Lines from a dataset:
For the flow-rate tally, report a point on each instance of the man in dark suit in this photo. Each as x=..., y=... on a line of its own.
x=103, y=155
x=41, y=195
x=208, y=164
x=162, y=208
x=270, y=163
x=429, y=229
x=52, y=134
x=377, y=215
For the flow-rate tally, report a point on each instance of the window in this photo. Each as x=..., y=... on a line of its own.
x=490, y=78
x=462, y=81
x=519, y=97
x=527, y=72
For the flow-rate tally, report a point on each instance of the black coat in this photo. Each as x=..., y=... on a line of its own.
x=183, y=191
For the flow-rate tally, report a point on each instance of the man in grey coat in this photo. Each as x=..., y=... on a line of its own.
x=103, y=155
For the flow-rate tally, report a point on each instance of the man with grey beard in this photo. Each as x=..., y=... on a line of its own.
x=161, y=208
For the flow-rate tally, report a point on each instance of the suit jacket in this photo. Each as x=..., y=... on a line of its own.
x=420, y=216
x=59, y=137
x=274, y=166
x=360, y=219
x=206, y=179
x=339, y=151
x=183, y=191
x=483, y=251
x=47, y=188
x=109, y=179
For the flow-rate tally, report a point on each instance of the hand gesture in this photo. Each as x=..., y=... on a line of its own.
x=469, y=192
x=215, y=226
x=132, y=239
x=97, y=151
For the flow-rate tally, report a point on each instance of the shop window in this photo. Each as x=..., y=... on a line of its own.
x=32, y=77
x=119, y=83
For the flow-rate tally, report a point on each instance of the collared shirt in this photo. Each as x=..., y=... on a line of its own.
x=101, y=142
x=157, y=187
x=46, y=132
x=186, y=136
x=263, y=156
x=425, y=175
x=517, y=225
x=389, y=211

Task description: Rewrite all the lines starting at the one containing "man in grey" and ending at the one containing "x=109, y=179", shifting every coordinate in the answers by adding 60.

Result for this exercise:
For the flow-rate tally, report a point on each instance of the man in grey coat in this photo. Each as x=..., y=... on a line of its own.
x=163, y=215
For the flow-rate tally, report a point on each instance of the man with grey beard in this photo. Each as x=..., y=... on a line of its own.
x=221, y=268
For the flow-rate tally, report a point on each instance of the suit jacket in this photo. Each as x=..., y=... on a line of its own.
x=480, y=276
x=119, y=197
x=334, y=226
x=420, y=279
x=266, y=239
x=399, y=211
x=243, y=251
x=543, y=311
x=107, y=248
x=169, y=239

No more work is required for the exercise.